[Data entries]
* * * *

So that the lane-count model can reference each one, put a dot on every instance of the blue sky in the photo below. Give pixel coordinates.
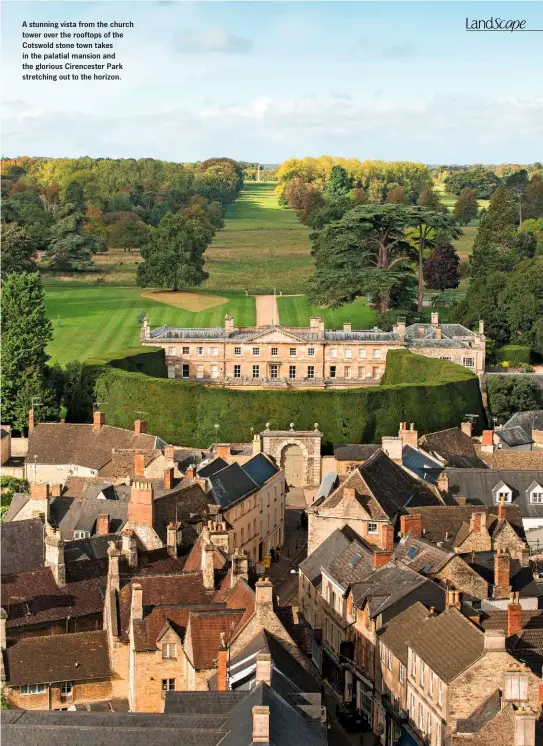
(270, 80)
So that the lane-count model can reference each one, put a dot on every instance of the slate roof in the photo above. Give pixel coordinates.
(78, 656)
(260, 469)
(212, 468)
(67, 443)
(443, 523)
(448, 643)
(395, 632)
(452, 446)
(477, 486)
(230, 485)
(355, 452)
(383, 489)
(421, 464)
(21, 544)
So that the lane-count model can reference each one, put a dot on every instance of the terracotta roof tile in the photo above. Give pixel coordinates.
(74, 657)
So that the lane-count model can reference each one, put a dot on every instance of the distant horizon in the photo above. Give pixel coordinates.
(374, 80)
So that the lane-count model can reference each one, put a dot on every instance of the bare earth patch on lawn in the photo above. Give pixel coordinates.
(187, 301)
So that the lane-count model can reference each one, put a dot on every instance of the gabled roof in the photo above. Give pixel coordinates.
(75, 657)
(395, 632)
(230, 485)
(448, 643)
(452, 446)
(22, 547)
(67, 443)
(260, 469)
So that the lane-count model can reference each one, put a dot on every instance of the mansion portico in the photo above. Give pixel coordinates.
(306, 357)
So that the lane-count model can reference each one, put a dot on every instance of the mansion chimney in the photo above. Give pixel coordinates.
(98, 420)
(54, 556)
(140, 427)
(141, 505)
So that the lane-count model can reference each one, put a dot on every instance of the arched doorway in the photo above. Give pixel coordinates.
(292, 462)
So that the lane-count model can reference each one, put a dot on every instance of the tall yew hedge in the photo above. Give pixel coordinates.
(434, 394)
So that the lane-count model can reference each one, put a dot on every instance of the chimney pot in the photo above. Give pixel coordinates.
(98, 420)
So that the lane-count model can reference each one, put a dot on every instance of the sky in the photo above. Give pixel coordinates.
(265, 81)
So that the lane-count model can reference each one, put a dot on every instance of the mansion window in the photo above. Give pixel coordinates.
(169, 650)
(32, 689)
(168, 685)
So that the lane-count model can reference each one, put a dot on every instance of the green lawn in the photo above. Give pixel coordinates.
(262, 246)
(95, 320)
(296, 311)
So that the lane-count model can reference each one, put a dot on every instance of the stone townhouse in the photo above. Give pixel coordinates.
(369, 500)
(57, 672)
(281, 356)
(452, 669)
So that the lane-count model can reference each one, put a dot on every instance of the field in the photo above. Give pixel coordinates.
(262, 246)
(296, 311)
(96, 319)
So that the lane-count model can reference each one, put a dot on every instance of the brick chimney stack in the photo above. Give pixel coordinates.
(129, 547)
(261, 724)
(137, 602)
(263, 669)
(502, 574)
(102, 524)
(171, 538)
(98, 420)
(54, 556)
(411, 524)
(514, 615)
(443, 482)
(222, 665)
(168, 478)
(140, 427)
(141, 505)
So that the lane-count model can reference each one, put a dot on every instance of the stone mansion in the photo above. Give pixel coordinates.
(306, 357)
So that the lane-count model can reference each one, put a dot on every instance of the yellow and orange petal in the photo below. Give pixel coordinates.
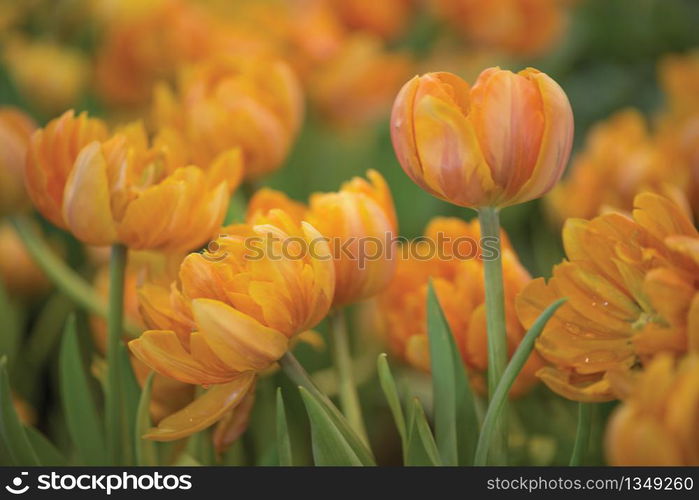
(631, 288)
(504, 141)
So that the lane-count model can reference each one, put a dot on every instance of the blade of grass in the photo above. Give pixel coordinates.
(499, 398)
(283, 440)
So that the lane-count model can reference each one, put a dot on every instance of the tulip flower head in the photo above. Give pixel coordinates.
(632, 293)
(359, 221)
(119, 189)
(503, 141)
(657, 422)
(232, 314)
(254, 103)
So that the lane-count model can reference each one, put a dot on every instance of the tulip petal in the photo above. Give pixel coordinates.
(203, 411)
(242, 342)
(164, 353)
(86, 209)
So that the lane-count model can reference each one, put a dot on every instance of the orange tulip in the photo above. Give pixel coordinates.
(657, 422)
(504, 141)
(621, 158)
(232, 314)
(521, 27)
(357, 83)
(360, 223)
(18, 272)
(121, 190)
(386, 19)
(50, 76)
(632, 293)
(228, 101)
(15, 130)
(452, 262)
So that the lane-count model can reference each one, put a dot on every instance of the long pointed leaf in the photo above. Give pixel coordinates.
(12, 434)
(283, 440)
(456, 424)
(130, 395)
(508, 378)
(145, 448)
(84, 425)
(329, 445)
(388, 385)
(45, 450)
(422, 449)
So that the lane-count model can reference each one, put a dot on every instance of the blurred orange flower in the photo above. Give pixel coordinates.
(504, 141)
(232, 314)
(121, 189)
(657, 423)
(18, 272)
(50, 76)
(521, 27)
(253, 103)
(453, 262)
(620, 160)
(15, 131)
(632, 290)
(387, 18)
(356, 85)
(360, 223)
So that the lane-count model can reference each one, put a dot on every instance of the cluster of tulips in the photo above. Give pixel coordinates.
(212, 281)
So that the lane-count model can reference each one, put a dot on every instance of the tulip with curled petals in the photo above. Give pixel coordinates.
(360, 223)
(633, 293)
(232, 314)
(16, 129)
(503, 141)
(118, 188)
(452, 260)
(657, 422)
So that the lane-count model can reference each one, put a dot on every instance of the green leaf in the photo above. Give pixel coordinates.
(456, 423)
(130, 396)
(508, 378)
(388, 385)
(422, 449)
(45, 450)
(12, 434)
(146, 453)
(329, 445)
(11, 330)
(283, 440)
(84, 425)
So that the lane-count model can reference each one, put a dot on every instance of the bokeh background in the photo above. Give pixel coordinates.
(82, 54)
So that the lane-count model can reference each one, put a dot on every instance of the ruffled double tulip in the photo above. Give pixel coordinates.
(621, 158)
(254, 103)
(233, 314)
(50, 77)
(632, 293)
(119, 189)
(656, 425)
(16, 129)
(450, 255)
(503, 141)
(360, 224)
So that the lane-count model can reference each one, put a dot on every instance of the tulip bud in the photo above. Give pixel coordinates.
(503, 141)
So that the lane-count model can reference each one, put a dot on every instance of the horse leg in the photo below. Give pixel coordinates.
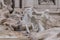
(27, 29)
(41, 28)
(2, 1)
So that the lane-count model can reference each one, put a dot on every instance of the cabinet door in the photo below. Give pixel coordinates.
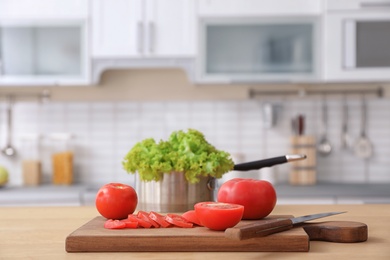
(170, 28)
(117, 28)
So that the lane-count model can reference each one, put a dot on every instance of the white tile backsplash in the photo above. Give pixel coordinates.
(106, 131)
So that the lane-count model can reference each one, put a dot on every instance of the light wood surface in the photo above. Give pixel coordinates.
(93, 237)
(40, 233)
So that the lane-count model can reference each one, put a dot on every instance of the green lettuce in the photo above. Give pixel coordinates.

* * * *

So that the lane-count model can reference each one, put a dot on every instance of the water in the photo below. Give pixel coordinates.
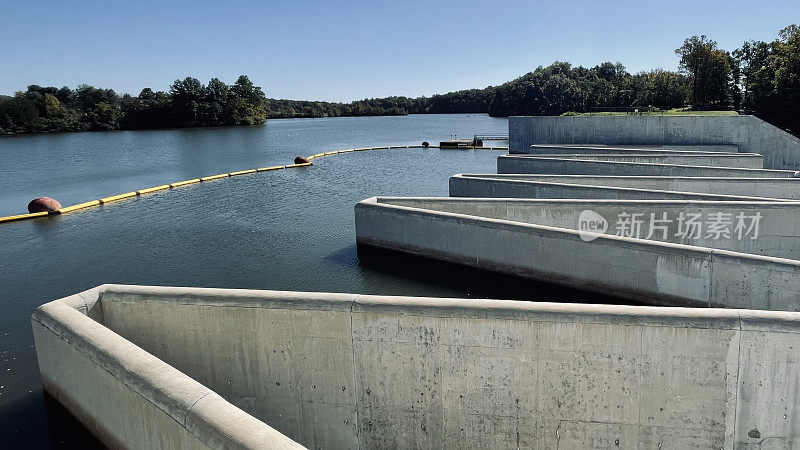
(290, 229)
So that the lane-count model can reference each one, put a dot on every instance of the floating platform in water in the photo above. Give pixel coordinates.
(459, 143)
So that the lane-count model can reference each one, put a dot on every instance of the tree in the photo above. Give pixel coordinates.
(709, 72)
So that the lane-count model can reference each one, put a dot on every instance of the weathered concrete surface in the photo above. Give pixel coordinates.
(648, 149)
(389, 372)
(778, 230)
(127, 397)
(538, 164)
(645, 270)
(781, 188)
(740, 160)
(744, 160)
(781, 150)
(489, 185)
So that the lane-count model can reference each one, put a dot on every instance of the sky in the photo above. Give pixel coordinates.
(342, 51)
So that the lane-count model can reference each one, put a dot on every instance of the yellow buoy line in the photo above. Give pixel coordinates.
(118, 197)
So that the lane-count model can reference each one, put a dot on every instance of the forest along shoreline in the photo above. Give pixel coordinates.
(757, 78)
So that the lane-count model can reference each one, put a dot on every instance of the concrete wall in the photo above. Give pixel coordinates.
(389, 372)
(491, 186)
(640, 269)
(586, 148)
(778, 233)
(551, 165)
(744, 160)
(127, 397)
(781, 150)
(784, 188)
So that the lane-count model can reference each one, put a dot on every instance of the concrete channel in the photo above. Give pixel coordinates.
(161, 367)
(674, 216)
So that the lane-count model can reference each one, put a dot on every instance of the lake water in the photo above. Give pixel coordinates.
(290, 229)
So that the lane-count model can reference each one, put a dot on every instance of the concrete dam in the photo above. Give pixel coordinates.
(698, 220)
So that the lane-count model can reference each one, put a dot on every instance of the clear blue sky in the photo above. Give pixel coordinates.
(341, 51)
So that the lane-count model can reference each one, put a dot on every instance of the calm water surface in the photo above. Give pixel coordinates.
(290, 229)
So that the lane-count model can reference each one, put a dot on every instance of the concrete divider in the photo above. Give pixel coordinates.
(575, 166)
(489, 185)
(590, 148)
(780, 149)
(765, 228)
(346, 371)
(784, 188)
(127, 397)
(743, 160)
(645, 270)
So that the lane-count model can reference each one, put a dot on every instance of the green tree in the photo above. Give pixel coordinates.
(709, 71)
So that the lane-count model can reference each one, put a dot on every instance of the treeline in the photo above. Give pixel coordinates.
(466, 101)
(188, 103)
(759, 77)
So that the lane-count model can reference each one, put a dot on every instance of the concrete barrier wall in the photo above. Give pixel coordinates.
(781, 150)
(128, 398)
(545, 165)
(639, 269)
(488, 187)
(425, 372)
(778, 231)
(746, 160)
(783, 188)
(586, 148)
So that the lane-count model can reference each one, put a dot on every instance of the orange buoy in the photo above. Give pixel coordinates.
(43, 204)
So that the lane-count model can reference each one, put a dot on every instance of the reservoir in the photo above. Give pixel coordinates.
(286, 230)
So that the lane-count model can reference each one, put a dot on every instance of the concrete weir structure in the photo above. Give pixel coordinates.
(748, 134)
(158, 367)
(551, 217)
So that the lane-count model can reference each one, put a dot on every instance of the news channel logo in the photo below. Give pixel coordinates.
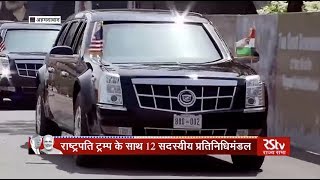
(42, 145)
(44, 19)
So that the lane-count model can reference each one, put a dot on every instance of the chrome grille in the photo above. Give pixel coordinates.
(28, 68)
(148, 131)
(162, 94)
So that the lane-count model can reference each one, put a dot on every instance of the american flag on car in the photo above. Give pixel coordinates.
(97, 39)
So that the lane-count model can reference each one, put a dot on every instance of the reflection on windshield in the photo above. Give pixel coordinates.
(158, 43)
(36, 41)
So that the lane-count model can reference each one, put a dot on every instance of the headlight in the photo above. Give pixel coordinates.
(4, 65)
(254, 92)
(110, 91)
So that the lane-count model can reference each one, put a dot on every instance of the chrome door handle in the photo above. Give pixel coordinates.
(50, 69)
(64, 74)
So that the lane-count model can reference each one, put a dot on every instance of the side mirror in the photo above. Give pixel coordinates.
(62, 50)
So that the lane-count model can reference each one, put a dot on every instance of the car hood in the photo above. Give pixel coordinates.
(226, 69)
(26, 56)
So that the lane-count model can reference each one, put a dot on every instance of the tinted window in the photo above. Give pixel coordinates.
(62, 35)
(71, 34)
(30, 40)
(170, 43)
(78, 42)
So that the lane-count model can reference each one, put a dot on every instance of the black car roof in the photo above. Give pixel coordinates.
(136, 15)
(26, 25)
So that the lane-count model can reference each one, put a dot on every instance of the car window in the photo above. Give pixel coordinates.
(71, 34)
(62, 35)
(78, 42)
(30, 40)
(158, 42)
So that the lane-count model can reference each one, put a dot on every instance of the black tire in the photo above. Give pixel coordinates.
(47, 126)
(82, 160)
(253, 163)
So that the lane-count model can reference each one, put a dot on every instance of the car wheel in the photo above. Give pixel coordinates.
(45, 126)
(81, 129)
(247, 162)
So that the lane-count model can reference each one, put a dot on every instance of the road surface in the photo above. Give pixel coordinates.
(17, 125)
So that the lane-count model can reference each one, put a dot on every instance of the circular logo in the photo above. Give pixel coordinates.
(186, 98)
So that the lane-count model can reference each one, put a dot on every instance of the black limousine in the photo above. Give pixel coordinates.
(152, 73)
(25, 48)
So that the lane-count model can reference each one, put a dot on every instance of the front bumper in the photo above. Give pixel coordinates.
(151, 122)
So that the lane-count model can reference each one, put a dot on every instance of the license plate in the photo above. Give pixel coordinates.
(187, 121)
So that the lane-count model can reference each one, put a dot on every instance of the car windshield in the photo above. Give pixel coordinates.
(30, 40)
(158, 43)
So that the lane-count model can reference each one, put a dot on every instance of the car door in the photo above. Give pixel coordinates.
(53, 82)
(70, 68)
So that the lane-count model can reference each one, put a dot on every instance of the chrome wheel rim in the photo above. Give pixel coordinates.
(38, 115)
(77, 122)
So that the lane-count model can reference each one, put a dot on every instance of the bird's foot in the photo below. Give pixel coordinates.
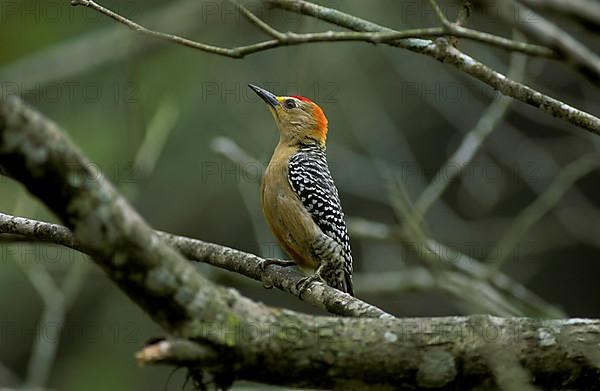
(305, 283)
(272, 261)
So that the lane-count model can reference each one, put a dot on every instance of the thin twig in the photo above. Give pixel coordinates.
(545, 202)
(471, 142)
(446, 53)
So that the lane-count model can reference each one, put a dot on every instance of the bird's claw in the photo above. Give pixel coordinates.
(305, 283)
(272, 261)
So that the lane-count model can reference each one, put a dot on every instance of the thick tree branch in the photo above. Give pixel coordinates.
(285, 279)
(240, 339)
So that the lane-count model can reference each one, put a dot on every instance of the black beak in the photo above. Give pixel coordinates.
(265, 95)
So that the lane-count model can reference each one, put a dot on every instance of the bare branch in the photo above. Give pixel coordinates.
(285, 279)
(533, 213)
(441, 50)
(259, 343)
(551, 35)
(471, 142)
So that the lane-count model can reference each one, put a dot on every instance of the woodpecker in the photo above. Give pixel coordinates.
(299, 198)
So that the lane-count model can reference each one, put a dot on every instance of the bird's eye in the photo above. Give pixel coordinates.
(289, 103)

* * * *

• Given instruction
List, word for word, each line of the listing above that contains the word "green".

• The response
So that the lane-count model can reference each one, put a dot on every instance of the green lawn in the photo above. Give pixel coordinates.
So that the lane-count model can reference each one, put a dot on every instance of the green leaf in the photo above. Give pixel coordinates.
So that the lane-count model can reference each one, put a dot on every instance of the green lettuce in the photo above. Give pixel coordinates.
So that the lane-count model can reference each one, put a dot on every instance of the green tree in the photo above. Give pixel coordinates.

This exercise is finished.